== SOURCE DATA ==
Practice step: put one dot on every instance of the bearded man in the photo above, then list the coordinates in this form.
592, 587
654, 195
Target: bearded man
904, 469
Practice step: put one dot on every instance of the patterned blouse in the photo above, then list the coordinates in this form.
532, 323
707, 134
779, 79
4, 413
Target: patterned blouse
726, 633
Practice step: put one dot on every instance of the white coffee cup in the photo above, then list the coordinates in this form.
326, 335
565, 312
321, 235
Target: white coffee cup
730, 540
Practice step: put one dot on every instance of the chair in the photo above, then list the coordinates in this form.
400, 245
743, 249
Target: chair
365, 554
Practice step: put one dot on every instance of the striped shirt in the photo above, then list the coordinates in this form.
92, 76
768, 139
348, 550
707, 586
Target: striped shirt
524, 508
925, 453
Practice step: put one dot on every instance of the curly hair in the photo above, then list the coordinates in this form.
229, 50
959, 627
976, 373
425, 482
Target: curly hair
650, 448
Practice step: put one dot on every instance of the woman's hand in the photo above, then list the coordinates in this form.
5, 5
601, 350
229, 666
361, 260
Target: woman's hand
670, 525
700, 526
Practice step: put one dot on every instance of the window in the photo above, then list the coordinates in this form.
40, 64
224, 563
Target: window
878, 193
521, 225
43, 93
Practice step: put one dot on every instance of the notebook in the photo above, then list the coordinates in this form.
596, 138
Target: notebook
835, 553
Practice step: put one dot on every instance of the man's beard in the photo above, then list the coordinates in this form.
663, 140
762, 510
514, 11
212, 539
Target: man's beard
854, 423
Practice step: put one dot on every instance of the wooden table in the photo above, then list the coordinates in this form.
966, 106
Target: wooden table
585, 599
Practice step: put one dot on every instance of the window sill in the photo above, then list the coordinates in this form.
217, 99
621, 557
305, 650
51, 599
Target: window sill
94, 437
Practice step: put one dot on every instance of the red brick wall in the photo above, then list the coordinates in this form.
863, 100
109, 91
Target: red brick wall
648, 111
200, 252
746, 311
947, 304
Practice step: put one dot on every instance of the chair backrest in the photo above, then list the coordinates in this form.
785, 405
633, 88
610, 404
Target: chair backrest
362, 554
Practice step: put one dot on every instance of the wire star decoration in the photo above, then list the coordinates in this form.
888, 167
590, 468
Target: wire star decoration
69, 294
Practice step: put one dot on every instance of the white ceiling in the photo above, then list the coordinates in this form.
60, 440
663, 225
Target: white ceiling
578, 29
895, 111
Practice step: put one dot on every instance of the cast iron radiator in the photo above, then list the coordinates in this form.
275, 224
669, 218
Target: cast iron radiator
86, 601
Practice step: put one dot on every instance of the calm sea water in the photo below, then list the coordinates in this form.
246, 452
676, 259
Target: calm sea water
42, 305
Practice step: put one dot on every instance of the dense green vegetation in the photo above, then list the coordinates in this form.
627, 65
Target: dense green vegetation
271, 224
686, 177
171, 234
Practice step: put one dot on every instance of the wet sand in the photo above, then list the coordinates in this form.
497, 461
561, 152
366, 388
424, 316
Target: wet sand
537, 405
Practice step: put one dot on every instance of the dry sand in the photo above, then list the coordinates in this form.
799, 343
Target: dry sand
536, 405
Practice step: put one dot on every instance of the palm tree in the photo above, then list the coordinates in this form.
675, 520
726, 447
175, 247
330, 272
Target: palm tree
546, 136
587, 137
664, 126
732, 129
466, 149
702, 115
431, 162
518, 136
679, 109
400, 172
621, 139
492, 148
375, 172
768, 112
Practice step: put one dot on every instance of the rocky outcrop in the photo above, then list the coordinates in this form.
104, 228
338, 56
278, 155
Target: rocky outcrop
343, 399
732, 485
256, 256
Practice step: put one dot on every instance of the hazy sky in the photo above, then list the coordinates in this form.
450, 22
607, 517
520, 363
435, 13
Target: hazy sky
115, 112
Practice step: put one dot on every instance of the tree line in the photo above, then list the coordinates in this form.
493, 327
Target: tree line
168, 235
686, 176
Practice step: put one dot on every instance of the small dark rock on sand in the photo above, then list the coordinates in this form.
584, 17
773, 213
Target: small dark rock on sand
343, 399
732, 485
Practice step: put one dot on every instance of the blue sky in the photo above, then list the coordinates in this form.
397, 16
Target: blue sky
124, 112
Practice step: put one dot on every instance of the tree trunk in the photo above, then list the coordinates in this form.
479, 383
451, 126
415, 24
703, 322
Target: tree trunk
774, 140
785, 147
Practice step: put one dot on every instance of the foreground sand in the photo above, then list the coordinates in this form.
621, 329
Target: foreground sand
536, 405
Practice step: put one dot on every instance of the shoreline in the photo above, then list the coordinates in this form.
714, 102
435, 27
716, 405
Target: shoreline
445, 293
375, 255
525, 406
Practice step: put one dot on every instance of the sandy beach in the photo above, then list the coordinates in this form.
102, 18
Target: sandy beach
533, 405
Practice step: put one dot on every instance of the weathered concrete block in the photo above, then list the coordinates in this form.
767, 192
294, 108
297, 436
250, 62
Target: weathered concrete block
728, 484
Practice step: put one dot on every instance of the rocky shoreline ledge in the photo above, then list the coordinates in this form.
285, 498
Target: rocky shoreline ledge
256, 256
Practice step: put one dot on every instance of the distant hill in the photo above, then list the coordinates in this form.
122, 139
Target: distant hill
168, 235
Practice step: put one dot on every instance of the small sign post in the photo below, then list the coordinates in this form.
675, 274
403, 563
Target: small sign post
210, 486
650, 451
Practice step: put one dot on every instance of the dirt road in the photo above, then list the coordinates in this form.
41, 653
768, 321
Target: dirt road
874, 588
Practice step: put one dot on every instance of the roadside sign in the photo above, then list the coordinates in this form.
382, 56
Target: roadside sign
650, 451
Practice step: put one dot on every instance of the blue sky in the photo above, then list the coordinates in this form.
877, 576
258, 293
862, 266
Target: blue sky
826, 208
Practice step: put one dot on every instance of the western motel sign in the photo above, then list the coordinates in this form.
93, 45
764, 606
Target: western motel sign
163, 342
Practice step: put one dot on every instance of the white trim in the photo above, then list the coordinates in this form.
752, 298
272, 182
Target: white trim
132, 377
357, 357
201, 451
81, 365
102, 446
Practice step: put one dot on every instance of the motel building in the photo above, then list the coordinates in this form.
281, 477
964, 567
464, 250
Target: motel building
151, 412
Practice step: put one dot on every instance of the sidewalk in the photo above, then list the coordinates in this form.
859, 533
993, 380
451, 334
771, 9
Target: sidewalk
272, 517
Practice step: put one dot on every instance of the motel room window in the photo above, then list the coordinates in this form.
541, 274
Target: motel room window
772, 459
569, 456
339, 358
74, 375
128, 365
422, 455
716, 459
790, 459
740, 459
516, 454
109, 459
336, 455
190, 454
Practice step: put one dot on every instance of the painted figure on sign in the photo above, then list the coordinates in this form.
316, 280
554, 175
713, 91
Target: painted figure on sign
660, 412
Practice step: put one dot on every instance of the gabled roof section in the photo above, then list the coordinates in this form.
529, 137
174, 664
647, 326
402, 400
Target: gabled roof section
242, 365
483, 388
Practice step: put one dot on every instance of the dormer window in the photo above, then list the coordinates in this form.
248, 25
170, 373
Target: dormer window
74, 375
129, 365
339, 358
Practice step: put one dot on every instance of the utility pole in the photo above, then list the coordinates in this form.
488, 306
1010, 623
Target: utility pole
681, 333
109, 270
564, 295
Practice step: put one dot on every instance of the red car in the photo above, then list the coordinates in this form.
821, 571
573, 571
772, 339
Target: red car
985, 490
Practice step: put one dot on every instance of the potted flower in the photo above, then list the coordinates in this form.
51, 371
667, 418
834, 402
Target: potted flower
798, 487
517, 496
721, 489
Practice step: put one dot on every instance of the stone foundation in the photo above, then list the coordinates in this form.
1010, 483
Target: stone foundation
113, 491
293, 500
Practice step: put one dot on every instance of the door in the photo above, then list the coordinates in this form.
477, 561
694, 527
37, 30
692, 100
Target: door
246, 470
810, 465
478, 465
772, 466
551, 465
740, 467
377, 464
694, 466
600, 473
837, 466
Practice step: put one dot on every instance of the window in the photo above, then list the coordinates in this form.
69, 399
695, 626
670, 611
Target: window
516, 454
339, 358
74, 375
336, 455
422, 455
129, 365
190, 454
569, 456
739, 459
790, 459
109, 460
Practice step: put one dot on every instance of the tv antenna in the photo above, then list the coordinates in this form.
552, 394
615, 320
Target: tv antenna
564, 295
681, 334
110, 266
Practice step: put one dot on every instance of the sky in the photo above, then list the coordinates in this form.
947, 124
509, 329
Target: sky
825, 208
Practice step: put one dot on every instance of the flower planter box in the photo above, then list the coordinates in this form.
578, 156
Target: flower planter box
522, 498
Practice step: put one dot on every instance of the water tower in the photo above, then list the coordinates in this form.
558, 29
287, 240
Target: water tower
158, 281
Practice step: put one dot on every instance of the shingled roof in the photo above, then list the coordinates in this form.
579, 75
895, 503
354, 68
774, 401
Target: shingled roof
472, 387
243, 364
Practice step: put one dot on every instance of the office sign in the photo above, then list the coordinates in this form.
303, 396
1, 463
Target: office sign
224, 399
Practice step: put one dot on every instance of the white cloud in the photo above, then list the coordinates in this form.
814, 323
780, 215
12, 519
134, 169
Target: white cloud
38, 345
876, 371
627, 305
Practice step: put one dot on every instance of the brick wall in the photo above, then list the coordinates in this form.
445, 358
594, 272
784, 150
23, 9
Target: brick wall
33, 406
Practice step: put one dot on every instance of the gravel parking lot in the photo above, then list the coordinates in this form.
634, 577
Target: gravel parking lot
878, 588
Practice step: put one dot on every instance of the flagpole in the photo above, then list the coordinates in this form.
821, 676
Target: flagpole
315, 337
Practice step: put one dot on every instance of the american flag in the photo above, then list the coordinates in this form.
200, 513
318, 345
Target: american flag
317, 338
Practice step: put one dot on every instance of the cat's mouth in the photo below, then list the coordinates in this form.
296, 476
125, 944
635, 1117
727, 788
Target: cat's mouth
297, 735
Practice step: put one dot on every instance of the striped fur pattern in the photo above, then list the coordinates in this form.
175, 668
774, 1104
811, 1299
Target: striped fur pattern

== GOAL OF THE EXERCISE ==
Look for the word "below" throughout the material above and copy every line that has it.

== FINISHED EXERCISE ==
Practice step: put one dot on every instance of the calm sea water in the photo below, then list the coordinates in this form.
Practice step: put one dot on every instance of the small sign post in the photo below, then list the coordinates in this form.
Practice step: put one dot on every instance of the cat's mouth in the photo below, then list the coordinates in this form.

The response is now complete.